**What you have to do:** Give back the whole listing exactly as shown.

**Dataset content:**

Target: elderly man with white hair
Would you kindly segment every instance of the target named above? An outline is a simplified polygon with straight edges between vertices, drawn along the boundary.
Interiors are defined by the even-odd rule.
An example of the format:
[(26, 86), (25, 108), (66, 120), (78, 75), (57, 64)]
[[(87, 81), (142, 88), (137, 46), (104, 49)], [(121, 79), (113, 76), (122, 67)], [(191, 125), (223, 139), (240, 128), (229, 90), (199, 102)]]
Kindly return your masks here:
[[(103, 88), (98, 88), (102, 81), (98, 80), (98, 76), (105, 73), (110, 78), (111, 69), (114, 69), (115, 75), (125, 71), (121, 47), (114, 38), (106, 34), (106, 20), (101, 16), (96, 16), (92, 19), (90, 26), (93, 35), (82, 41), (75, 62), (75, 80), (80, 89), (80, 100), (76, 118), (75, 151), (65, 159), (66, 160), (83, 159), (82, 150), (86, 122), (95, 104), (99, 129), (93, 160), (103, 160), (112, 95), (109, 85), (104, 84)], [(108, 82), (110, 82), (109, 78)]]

**Expected output:**
Target: elderly man with white hair
Would you kindly segment every instance of the target named above? An outline is a simplified polygon with straight edges between vertices, drawn along the boundary.
Interiors are defined by the even-odd rule.
An example of the format:
[(26, 86), (25, 108), (66, 120), (78, 75), (57, 64)]
[[(87, 81), (142, 88), (137, 46), (104, 49)], [(121, 79), (113, 76), (122, 67)], [(191, 125), (223, 139), (240, 128), (229, 90), (199, 102)]]
Kindly return your masks here:
[[(103, 88), (98, 88), (102, 81), (98, 80), (98, 76), (105, 73), (110, 78), (111, 69), (114, 69), (115, 75), (125, 71), (121, 47), (114, 38), (106, 34), (106, 20), (101, 16), (96, 16), (92, 19), (90, 26), (93, 35), (82, 41), (75, 62), (75, 80), (80, 89), (80, 100), (76, 118), (75, 151), (65, 159), (66, 160), (83, 159), (82, 150), (86, 122), (95, 104), (99, 129), (93, 160), (103, 160), (112, 95), (109, 85), (104, 84)], [(108, 82), (110, 82), (109, 78)]]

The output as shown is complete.